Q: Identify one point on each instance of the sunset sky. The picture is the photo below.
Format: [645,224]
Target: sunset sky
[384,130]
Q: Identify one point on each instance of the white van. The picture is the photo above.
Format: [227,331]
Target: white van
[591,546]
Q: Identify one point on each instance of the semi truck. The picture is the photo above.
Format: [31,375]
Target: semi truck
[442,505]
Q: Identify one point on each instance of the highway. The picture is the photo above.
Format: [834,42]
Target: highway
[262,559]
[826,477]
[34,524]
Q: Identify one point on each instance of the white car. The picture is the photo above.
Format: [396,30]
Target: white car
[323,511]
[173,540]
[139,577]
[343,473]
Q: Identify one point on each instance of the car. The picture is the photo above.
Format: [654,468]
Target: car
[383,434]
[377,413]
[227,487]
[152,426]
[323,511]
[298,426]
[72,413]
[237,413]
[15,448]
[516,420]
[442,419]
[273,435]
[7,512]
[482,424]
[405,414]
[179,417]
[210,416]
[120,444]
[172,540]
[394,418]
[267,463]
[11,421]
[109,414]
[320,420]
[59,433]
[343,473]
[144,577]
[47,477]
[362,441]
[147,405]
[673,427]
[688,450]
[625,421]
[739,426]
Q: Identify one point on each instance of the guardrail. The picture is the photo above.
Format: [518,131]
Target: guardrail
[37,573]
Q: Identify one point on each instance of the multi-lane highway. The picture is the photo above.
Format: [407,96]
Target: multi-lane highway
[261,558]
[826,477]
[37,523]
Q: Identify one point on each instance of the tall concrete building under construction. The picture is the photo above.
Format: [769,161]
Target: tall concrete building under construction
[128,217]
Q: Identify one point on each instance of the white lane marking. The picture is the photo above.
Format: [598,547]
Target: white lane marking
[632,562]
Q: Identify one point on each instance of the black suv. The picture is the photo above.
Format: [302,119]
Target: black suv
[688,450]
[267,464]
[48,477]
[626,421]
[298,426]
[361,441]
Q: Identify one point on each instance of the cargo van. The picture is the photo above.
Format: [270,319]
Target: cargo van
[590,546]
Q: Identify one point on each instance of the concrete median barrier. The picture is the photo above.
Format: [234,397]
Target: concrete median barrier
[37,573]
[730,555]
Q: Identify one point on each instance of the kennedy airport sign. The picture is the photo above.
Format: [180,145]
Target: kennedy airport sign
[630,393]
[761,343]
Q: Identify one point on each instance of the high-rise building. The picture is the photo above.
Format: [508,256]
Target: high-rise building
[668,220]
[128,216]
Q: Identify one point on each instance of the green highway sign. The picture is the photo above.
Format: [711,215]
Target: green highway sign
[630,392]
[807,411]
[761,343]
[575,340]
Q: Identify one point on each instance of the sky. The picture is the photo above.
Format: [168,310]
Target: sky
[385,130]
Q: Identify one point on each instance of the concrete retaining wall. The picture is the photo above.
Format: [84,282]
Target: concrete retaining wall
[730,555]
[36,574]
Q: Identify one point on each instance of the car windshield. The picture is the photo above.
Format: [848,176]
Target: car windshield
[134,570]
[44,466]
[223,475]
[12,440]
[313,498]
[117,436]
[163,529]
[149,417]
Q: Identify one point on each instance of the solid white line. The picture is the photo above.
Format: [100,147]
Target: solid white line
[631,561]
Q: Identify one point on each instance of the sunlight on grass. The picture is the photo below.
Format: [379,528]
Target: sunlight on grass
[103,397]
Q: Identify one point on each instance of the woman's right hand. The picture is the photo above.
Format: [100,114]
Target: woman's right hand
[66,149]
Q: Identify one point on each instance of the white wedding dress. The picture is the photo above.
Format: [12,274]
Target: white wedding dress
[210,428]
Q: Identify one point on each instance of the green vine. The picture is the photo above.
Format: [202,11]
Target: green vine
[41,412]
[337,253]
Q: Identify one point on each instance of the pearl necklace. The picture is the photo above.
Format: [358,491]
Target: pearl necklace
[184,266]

* * * * *

Request:
Give the complete listing a second time, exactly as it reads.

Expected output:
Q: Identify one point on each instance of the sunset sky. The picture is the photo below.
Format: [645,224]
Target: sunset sky
[384,130]
Q: Identify one point on each instance of the white van. The picture is the photo above.
Format: [227,331]
Target: white van
[591,546]
Q: Identify one point on each instance of the semi truck. The picture is the photo above.
Format: [31,375]
Target: semi truck
[442,505]
Q: Identify one point on each instance of the highway. The picture is the photo above.
Format: [834,42]
Target: highway
[262,559]
[826,477]
[34,524]
Q: Identify one point on each instance of the white car. The picture is the photo above.
Format: [396,30]
Target: white car
[323,511]
[173,540]
[139,577]
[343,473]
Q: Identify one point on each instance of the car. The picture is the photo above.
Format: [654,468]
Target: car
[383,434]
[377,413]
[227,487]
[152,426]
[323,511]
[298,426]
[72,413]
[237,413]
[15,448]
[516,420]
[442,419]
[273,435]
[7,512]
[482,424]
[405,414]
[179,417]
[210,416]
[120,444]
[172,540]
[394,418]
[267,463]
[11,421]
[109,414]
[320,420]
[59,433]
[343,473]
[144,577]
[47,477]
[362,441]
[147,405]
[673,427]
[688,450]
[625,421]
[739,426]
Q: Identify one point on each instance of the guardrail. The picture is the photo above.
Format: [518,131]
Target: guardrail
[37,573]
Q: Identify one point on each instance of the multi-lane highway. The picture is the photo above.
Format: [407,96]
Target: multi-lane highway
[261,558]
[826,477]
[37,523]
Q: Identify one point on each instance of the tall concrete building under construction. The picture is the photo above.
Format: [769,161]
Target: tall concrete building under construction
[128,217]
Q: Identify one point on each instance of the white lane marking. The picture is the photo above.
Format: [598,547]
Target: white lane marking
[632,562]
Q: Identify one point on each instance of the black suv. The picture is the photo above.
Format: [302,119]
Target: black suv
[688,450]
[267,464]
[48,477]
[626,421]
[298,426]
[361,441]
Q: Identify one point on each instance of the cargo van. The picture is the photo above.
Format: [270,319]
Target: cargo van
[590,546]
Q: Identify one point on each instance of the concrete median barrier. The picture is the photo above.
Format: [234,397]
Target: concrete median barrier
[37,573]
[730,555]
Q: Identify one point on each instance of the kennedy airport sign. The picture is the photo above.
Format: [180,145]
Target: kennedy airport sign
[630,393]
[761,343]
Q: Identify one point on each instance of the high-rise building. The picture is the photo above.
Format: [508,256]
Target: high-rise building
[668,220]
[128,216]
Q: Identify one point on each instance of the green highway sign. The picture is the photo above.
Format: [711,215]
Target: green highway sign
[630,392]
[807,411]
[761,343]
[575,340]
Q: Identify one point on each instance of the sky. The picture is the photo above.
Format: [168,310]
Target: sky
[385,130]
Q: Identify one point on each instance of the concrete retaining wall. The picture is the photo above.
Format: [84,282]
Target: concrete retaining wall
[730,555]
[36,574]
Q: Identify one point on each instance of the car windshield. The picture is the photo above.
Format: [848,176]
Target: car windshield
[134,570]
[44,466]
[223,475]
[12,440]
[313,498]
[117,436]
[163,529]
[149,417]
Q: Identify one point on each instance of the solid white line. The picture is the photo above.
Format: [100,147]
Target: solid white line
[631,561]
Q: Identify one point on each instance of the sunlight on grass. The picture is the photo below.
Format: [379,528]
Target: sunlight on grass
[103,397]
Q: Identify one point on each instance of the woman's right hand. The picture is the photo above.
Format: [100,114]
Target: woman's right hand
[66,149]
Q: Identify one point on each instance of the white wedding dress. The picture is the photo above.
Format: [12,274]
Target: white wedding dress
[210,428]
Q: Identify one point on each instance of the green vine. The picture is the photo above.
Format: [202,11]
Target: green vine
[41,412]
[337,253]
Q: Identify one point on each instance of the pearl necklace. The picture is the photo above.
Format: [358,491]
Target: pearl necklace
[184,266]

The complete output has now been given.